Collection entries
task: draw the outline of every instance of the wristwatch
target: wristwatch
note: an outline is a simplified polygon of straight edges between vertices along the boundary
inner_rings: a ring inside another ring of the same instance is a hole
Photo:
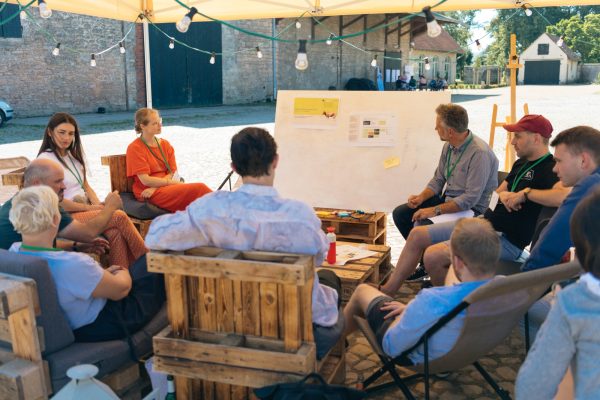
[[[530,187],[526,187],[525,189],[523,189],[523,196],[525,196],[525,201],[529,200],[529,192],[531,192]]]
[[[435,206],[435,208],[433,209],[433,211],[435,211],[435,215],[442,215],[442,206]]]

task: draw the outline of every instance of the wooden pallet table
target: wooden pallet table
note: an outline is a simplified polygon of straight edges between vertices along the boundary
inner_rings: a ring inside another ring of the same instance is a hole
[[[338,209],[316,207],[315,211],[332,212]],[[385,244],[386,214],[374,212],[366,214],[353,213],[350,217],[337,215],[319,216],[322,228],[333,226],[338,240],[361,242],[367,244]]]
[[[338,246],[350,245],[360,246],[359,243],[337,242]],[[342,281],[342,302],[347,303],[356,287],[365,282],[379,284],[379,282],[390,271],[390,247],[384,245],[367,245],[367,250],[375,251],[373,257],[349,261],[344,265],[331,265],[323,262],[321,268],[327,268],[335,272]]]

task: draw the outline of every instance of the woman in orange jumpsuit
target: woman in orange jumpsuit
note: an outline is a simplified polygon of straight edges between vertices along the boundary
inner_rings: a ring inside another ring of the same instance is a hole
[[[161,133],[158,111],[142,108],[135,113],[135,131],[140,136],[127,147],[127,176],[132,177],[133,194],[139,201],[175,212],[210,193],[204,183],[183,183],[177,173],[175,150]]]

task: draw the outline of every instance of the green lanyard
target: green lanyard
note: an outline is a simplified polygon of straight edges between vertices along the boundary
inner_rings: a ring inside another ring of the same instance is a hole
[[[523,166],[521,168],[519,168],[519,172],[517,172],[517,177],[515,178],[515,180],[513,181],[512,185],[510,187],[510,191],[514,192],[515,189],[517,188],[517,185],[519,184],[519,182],[521,182],[521,178],[523,178],[523,176],[527,172],[529,172],[529,170],[531,170],[533,167],[535,167],[536,165],[538,165],[539,163],[541,163],[542,161],[544,161],[550,155],[551,155],[550,153],[546,154],[544,157],[540,158],[539,160],[537,160],[536,162],[534,162],[533,164],[531,164],[531,166],[528,167],[525,171],[523,171],[523,168],[527,167],[527,164],[529,163],[529,161],[526,161],[525,164],[523,164]],[[523,171],[523,172],[521,173],[521,171]]]
[[[55,247],[28,246],[26,244],[21,244],[21,249],[33,251],[63,251],[63,249],[57,249]]]
[[[450,149],[450,146],[448,146],[448,157],[446,157],[446,182],[448,182],[448,180],[452,176],[454,169],[460,162],[460,159],[462,158],[463,154],[465,154],[467,147],[469,147],[469,144],[471,144],[472,141],[473,141],[473,134],[471,134],[471,137],[469,138],[469,140],[467,140],[467,143],[465,143],[465,148],[463,149],[463,151],[460,152],[460,155],[458,156],[458,158],[452,165],[450,165],[450,156],[452,155],[452,149]]]
[[[79,186],[81,186],[82,189],[84,189],[83,187],[83,179],[81,179],[81,175],[79,174],[79,170],[77,169],[77,167],[75,166],[75,162],[73,162],[73,159],[71,158],[71,155],[67,153],[67,157],[69,157],[69,160],[71,161],[71,165],[73,166],[73,170],[71,170],[71,168],[69,168],[69,166],[65,163],[65,167],[67,167],[67,169],[69,170],[69,172],[71,173],[71,175],[73,175],[75,177],[75,180],[77,181],[77,183],[79,183]]]
[[[148,149],[148,151],[150,152],[150,154],[152,154],[154,156],[154,158],[156,158],[158,161],[161,161],[160,158],[158,158],[158,156],[156,154],[154,154],[154,152],[152,151],[152,149],[150,149],[150,146],[148,146],[148,143],[146,143],[146,141],[144,140],[144,138],[142,138],[140,136],[140,140],[142,141],[142,143],[144,143],[144,145],[146,146],[146,148]],[[171,166],[169,165],[169,162],[167,161],[167,157],[165,157],[165,153],[163,153],[162,147],[160,147],[160,143],[158,143],[158,139],[156,138],[156,136],[154,137],[154,141],[156,142],[156,145],[158,146],[158,150],[160,151],[160,155],[162,156],[162,162],[165,163],[165,166],[167,167],[167,170],[169,171],[169,174],[173,174],[173,171],[171,171]]]

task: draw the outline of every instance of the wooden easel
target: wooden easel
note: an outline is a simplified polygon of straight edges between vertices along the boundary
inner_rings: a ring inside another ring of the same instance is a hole
[[[510,58],[508,65],[506,66],[510,70],[510,116],[507,116],[505,121],[498,122],[496,120],[498,116],[498,105],[494,104],[492,109],[492,123],[490,126],[490,147],[494,147],[494,134],[497,127],[501,127],[504,124],[514,124],[517,121],[517,70],[522,66],[522,64],[519,64],[519,56],[517,55],[517,36],[512,33],[510,35]],[[529,106],[527,103],[524,104],[523,109],[525,115],[529,114]],[[511,140],[512,132],[508,132],[504,157],[505,171],[509,171],[510,167],[515,162],[515,150],[510,145]]]

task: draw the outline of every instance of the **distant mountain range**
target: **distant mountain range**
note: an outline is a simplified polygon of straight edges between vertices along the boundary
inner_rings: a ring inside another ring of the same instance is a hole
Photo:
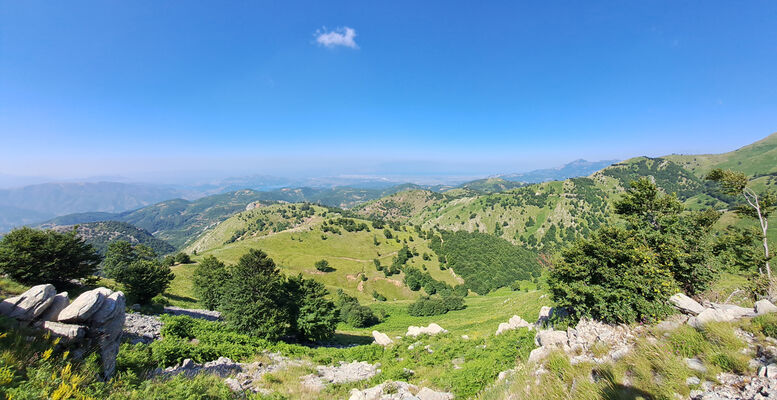
[[[586,161],[583,159],[572,161],[559,168],[536,169],[534,171],[500,175],[506,181],[541,183],[548,181],[563,181],[564,179],[588,176],[596,171],[607,168],[620,160]]]
[[[493,193],[519,187],[525,183],[590,175],[612,163],[613,161],[577,160],[555,169],[502,175],[459,185],[434,186],[402,183],[373,176],[287,179],[267,175],[233,177],[214,183],[194,185],[125,182],[43,183],[0,189],[0,233],[13,227],[41,223],[69,214],[86,213],[85,215],[88,216],[86,220],[80,218],[78,220],[82,223],[95,222],[109,218],[120,218],[114,214],[139,210],[167,200],[194,201],[245,189],[263,193],[256,195],[255,200],[309,201],[341,208],[350,208],[365,201],[412,188],[445,192],[460,187],[475,192]],[[100,219],[95,220],[96,215],[100,215],[98,217]],[[147,228],[154,232],[150,229],[153,227]]]

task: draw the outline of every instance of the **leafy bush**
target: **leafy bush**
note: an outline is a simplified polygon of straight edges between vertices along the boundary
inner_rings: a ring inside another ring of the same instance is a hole
[[[127,291],[127,297],[140,304],[148,304],[170,286],[175,275],[167,265],[156,261],[138,260],[112,276]]]
[[[100,256],[76,236],[31,228],[15,229],[0,240],[0,272],[25,285],[85,278],[95,272]]]
[[[372,298],[377,300],[377,301],[386,301],[386,296],[378,293],[377,290],[373,290],[372,291]]]
[[[321,272],[332,272],[335,269],[329,266],[329,261],[327,260],[318,260],[315,263],[315,267],[317,270]]]
[[[750,328],[753,332],[777,338],[777,314],[764,314],[753,318],[750,320]]]
[[[342,289],[337,291],[335,304],[340,313],[340,321],[354,328],[364,328],[378,323],[378,318],[371,308],[359,304],[356,297],[349,296]]]
[[[175,255],[175,262],[178,264],[191,264],[192,258],[184,252]]]
[[[298,339],[315,342],[334,335],[338,312],[322,283],[300,274],[287,281],[286,291],[294,302],[292,332]]]
[[[421,297],[407,307],[407,313],[414,317],[426,317],[461,309],[464,309],[464,299],[458,296]]]
[[[548,285],[559,307],[573,318],[610,323],[654,321],[671,313],[677,287],[671,272],[633,234],[605,227],[563,252]]]
[[[224,294],[224,282],[229,272],[223,262],[213,256],[205,257],[194,269],[194,292],[208,310],[215,310]]]

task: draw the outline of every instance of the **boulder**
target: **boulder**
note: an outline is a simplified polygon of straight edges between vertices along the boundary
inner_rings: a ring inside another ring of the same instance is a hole
[[[740,307],[734,304],[712,304],[712,307],[720,310],[728,321],[737,320],[745,317],[755,317],[755,310],[747,307]]]
[[[553,308],[548,306],[542,306],[540,308],[540,314],[537,316],[537,325],[542,325],[550,319],[553,315]]]
[[[85,322],[105,301],[105,295],[100,290],[90,290],[82,293],[69,306],[59,313],[59,322]]]
[[[534,337],[534,344],[541,347],[565,347],[569,343],[567,333],[564,331],[554,331],[552,329],[539,331]]]
[[[364,390],[351,389],[350,400],[381,400],[381,399],[403,399],[415,400],[418,397],[413,392],[418,387],[402,381],[386,381],[380,385],[373,386]]]
[[[553,351],[550,347],[537,347],[529,353],[529,362],[536,363],[542,361]]]
[[[684,314],[699,315],[699,313],[704,311],[704,307],[701,304],[683,293],[677,293],[670,297],[669,302]]]
[[[16,303],[8,317],[30,321],[40,315],[51,304],[50,299],[55,294],[57,294],[57,290],[54,289],[54,285],[33,286],[20,295],[21,300]]]
[[[421,388],[415,394],[419,400],[453,400],[453,394],[448,392],[437,392],[427,387]]]
[[[119,311],[124,312],[124,293],[114,292],[110,293],[100,308],[92,314],[90,321],[93,324],[104,324],[111,318],[115,317]]]
[[[22,301],[22,296],[9,297],[0,302],[0,315],[8,316],[16,309],[16,305]]]
[[[386,335],[385,333],[380,333],[378,331],[372,331],[372,337],[375,339],[375,343],[383,347],[394,343],[394,341],[391,340],[391,338],[388,337],[388,335]]]
[[[529,328],[532,329],[534,325],[524,321],[523,318],[513,315],[512,318],[510,318],[507,322],[502,322],[499,324],[499,327],[496,329],[495,335],[500,335],[506,331],[518,329],[518,328]]]
[[[82,325],[63,324],[61,322],[44,321],[43,329],[52,335],[61,337],[67,341],[81,340],[86,335],[86,327]]]
[[[51,298],[51,304],[44,311],[38,319],[40,321],[56,321],[59,317],[59,313],[70,304],[70,299],[67,297],[67,292],[62,292]]]
[[[418,335],[436,335],[438,333],[447,333],[448,331],[443,329],[440,325],[435,324],[434,322],[429,324],[427,327],[423,326],[409,326],[407,328],[407,334],[405,336],[412,336],[416,337]]]
[[[755,313],[758,315],[764,315],[777,312],[777,306],[772,304],[771,301],[763,299],[755,302]]]

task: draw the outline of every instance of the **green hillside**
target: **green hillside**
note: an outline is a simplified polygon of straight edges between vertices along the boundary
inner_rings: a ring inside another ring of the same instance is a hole
[[[105,255],[108,244],[118,240],[124,240],[135,244],[148,246],[159,255],[172,253],[175,248],[164,240],[158,239],[144,229],[132,226],[126,222],[101,221],[79,225],[54,226],[52,229],[64,232],[76,228],[78,236],[94,246],[98,253]]]
[[[362,300],[371,300],[373,290],[392,300],[416,298],[422,292],[409,290],[403,273],[386,276],[378,271],[374,260],[390,266],[403,246],[407,246],[414,256],[406,266],[425,270],[449,285],[463,283],[451,270],[440,269],[429,241],[413,229],[375,228],[369,220],[346,217],[345,212],[309,204],[271,205],[232,216],[194,241],[186,251],[234,263],[248,249],[258,248],[268,253],[286,274],[314,277],[331,291],[342,288]],[[347,220],[353,221],[353,225],[341,222]],[[386,237],[386,230],[390,238]],[[318,271],[314,264],[319,260],[327,260],[334,271]]]
[[[777,173],[777,133],[740,149],[722,154],[665,156],[699,177],[715,168],[734,169],[750,176]]]

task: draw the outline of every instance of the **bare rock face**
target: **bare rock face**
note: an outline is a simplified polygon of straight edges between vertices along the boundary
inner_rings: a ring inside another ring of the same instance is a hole
[[[431,324],[429,324],[429,326],[426,326],[426,327],[423,327],[423,326],[407,327],[407,334],[405,336],[412,336],[412,337],[416,337],[418,335],[434,336],[439,333],[448,333],[448,331],[443,329],[440,325],[437,325],[434,322],[432,322]]]
[[[313,389],[322,390],[327,384],[340,384],[363,381],[380,373],[377,365],[367,362],[340,361],[338,366],[318,366],[316,373],[302,377],[303,385]]]
[[[386,347],[394,343],[394,341],[391,340],[391,338],[388,335],[386,335],[385,333],[380,333],[378,331],[372,331],[372,337],[375,339],[375,343],[383,347]]]
[[[567,347],[569,345],[569,338],[564,331],[554,331],[552,329],[539,331],[537,336],[534,337],[534,344],[540,347]]]
[[[415,393],[415,394],[413,394]],[[351,389],[350,400],[452,400],[453,394],[402,381],[386,381],[368,389]]]
[[[57,321],[59,318],[59,313],[62,312],[62,310],[64,310],[68,304],[70,304],[70,299],[67,297],[67,292],[62,292],[56,296],[53,296],[51,298],[51,304],[49,304],[48,308],[43,313],[41,313],[41,315],[38,317],[38,320]]]
[[[85,322],[105,301],[105,295],[97,289],[81,293],[69,306],[59,313],[59,322]]]
[[[43,329],[50,331],[54,336],[61,337],[70,342],[81,340],[86,336],[86,327],[82,325],[44,321]]]
[[[0,302],[0,315],[8,316],[11,314],[16,309],[16,305],[19,304],[20,301],[22,301],[22,296],[9,297]]]
[[[55,294],[57,291],[54,285],[33,286],[19,296],[21,299],[7,316],[21,321],[31,321],[51,304],[51,298]]]
[[[677,293],[670,297],[669,302],[684,314],[699,315],[704,311],[704,306],[683,293]]]
[[[755,313],[758,315],[764,315],[777,312],[777,306],[772,304],[769,300],[758,300],[755,302]]]

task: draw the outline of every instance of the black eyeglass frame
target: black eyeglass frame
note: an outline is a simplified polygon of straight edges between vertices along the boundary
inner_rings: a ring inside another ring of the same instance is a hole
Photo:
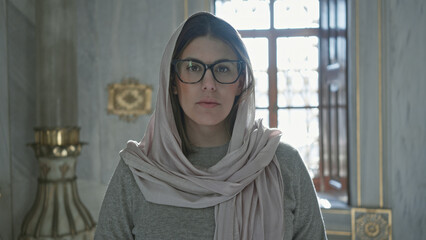
[[[203,74],[201,75],[201,78],[200,78],[200,80],[198,80],[198,81],[196,81],[196,82],[185,82],[184,80],[182,80],[182,78],[180,78],[180,76],[179,76],[179,71],[178,71],[178,69],[177,69],[177,63],[178,62],[185,62],[185,61],[193,61],[193,62],[196,62],[196,63],[199,63],[199,64],[201,64],[201,65],[203,65],[204,66],[204,72],[203,72]],[[236,63],[238,63],[239,64],[239,71],[238,71],[238,76],[237,76],[237,78],[234,80],[234,81],[232,81],[232,82],[221,82],[221,81],[219,81],[219,80],[217,80],[217,78],[216,78],[216,75],[214,75],[214,71],[213,71],[213,68],[214,68],[214,66],[215,65],[217,65],[217,64],[219,64],[219,63],[223,63],[223,62],[236,62]],[[172,66],[173,66],[173,68],[174,68],[174,71],[175,71],[175,73],[176,73],[176,75],[178,76],[178,78],[179,78],[179,80],[181,81],[181,82],[183,82],[183,83],[186,83],[186,84],[196,84],[196,83],[199,83],[199,82],[201,82],[201,80],[203,80],[203,78],[204,78],[204,75],[206,75],[206,72],[207,72],[207,70],[208,69],[210,69],[210,71],[212,72],[212,75],[213,75],[213,78],[214,78],[214,80],[216,80],[216,82],[218,82],[218,83],[220,83],[220,84],[233,84],[233,83],[235,83],[236,81],[238,81],[238,79],[240,78],[240,76],[241,76],[241,73],[243,73],[244,72],[244,67],[245,67],[245,62],[244,61],[242,61],[242,60],[226,60],[226,59],[223,59],[223,60],[218,60],[218,61],[216,61],[216,62],[214,62],[214,63],[212,63],[212,64],[205,64],[205,63],[203,63],[203,62],[201,62],[200,60],[198,60],[198,59],[173,59],[172,60]]]

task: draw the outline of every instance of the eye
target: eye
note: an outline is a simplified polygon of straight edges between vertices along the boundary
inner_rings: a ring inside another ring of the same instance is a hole
[[[218,66],[215,67],[215,72],[227,73],[229,71],[230,71],[230,69],[227,65],[218,65]]]
[[[193,61],[188,61],[186,65],[186,70],[189,72],[199,72],[202,71],[202,67],[200,66],[200,64],[197,64]]]

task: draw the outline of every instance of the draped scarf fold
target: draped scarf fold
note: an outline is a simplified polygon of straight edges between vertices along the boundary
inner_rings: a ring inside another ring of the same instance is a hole
[[[281,132],[254,121],[254,93],[238,107],[227,154],[214,166],[193,166],[181,150],[169,96],[172,53],[163,54],[156,109],[141,142],[120,152],[145,199],[187,208],[215,208],[215,239],[283,239],[283,181],[275,151]]]

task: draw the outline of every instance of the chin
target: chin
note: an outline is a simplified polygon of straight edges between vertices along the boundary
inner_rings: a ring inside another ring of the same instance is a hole
[[[217,125],[221,125],[223,123],[223,120],[213,120],[213,119],[208,119],[208,120],[201,120],[201,121],[194,121],[196,124],[200,125],[200,126],[217,126]]]
[[[206,126],[206,127],[214,127],[214,126],[219,126],[225,123],[225,119],[224,118],[218,118],[218,116],[212,117],[212,116],[203,116],[203,117],[197,117],[195,116],[194,118],[190,119],[191,122],[193,122],[196,125],[199,126]]]

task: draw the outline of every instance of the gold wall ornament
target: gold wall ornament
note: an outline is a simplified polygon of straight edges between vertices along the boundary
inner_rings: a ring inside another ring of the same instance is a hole
[[[352,208],[352,240],[391,240],[390,209]]]
[[[139,115],[151,113],[152,87],[140,84],[135,78],[108,85],[108,113],[128,122]]]

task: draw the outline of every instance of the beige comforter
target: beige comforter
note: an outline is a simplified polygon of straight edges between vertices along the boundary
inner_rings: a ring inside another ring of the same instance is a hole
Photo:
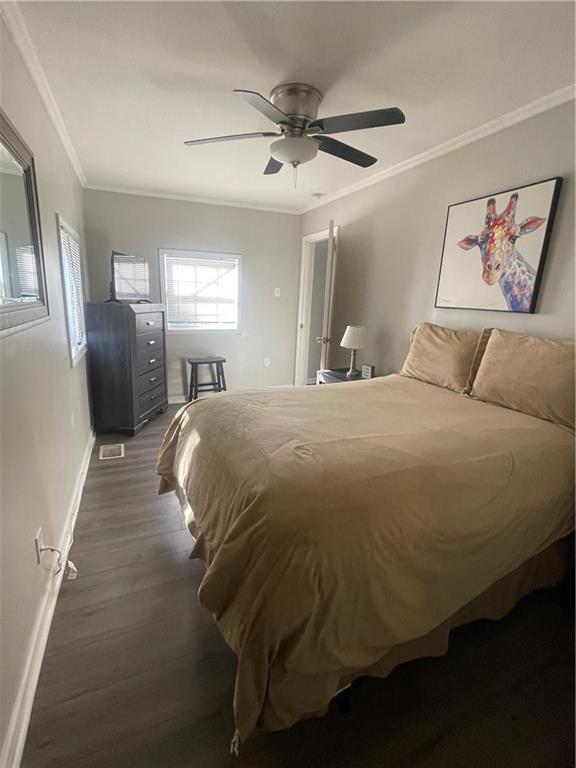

# Your assignment
Copy nothing but the lines from the start of the entries through the line with "target: woman in orange jumpsuit". Write them out exactly, without pictures.

# Worked solution
task: draw the outline of every instance of the wristwatch
target: wristwatch
note: an outline is a simplified polygon of straight edges between vertices along the boundary
inner_rings: a ring inside another ring of the same instance is a hole
Photo:
[[[530,187],[526,187],[525,189],[523,189],[523,196],[525,196],[525,201],[529,200],[529,192],[531,192]]]
[[[435,206],[435,208],[433,209],[433,211],[435,211],[435,215],[442,215],[442,206]]]

task: draw the outline of every instance of the wooden pallet table
target: wooden pallet table
note: an outline is a simplified polygon of straight edges between vertices along the boundary
inner_rings: a ring inside another ring of the same instance is a hole
[[[338,209],[316,207],[315,211],[332,212]],[[385,244],[386,214],[374,212],[366,214],[353,213],[350,217],[337,215],[319,216],[322,228],[333,226],[338,240],[361,242],[367,244]]]
[[[338,246],[350,245],[360,246],[359,243],[337,242]],[[342,281],[342,302],[347,303],[356,287],[365,282],[379,284],[379,282],[390,271],[390,247],[384,245],[367,245],[367,250],[375,251],[373,257],[349,261],[344,265],[331,265],[323,262],[321,268],[327,268],[335,272]]]

task: draw the outline of every instance of the woman in orange jumpsuit
target: woman in orange jumpsuit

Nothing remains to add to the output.